## Written problem
Rewrite every line from the one containing "obj: baby's chin | bbox --json" through the end of the items, inclusive, with the requests included. Multiply each coordinate value in the answers by 0.35, round to whole numbers with halves going up, and output only those lines.

## Provided entries
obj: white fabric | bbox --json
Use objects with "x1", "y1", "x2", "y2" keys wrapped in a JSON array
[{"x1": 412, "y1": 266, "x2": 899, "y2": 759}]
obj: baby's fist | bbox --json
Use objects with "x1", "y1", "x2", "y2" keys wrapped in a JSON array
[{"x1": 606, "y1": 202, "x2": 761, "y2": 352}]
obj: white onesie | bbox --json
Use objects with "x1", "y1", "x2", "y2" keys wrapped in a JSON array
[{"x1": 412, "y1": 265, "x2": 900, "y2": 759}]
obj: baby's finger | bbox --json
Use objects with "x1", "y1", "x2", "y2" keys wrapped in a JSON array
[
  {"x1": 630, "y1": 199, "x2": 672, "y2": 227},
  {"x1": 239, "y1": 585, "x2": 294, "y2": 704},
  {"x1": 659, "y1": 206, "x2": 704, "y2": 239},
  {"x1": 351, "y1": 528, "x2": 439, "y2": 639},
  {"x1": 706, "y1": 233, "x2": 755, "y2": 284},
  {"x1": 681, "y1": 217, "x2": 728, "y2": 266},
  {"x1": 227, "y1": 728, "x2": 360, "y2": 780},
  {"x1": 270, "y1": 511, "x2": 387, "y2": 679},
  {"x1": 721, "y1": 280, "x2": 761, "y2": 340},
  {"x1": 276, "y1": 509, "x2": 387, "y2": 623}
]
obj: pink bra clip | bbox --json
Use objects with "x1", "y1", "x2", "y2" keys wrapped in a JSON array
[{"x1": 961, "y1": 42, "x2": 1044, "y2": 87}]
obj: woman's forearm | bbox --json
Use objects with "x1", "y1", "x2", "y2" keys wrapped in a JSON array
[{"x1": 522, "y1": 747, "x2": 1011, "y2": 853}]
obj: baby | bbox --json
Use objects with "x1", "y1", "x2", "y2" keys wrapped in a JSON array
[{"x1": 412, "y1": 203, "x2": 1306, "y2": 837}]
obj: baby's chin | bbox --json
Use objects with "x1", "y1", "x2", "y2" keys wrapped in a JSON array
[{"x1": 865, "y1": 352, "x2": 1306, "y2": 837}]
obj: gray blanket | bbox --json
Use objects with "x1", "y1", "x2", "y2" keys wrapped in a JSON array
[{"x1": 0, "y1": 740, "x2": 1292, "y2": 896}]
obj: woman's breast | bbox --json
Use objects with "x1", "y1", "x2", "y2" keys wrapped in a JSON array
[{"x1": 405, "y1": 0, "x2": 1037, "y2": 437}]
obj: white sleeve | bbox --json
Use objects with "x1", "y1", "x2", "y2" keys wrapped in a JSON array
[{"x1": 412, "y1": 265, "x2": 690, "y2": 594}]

## Completed task
obj: baby's chin | bbox --json
Use objects with "x1", "y1", "x2", "y2" keys wrapped in a JSON array
[{"x1": 303, "y1": 123, "x2": 457, "y2": 293}]
obj: gray blanket | bbox --json
Use objects with "x1", "y1", "x2", "y2" keys wrapped in a JSON array
[{"x1": 0, "y1": 259, "x2": 452, "y2": 314}]
obj: woman's breast | bbox --json
Use objects with "x1", "y1", "x2", "y2" keys wrapped in a JSON array
[{"x1": 142, "y1": 0, "x2": 363, "y2": 153}]
obj: white sleeve | bbox --json
Use objects with "x1", "y1", "x2", "y2" keys wrapped in a JSON array
[{"x1": 144, "y1": 93, "x2": 242, "y2": 208}]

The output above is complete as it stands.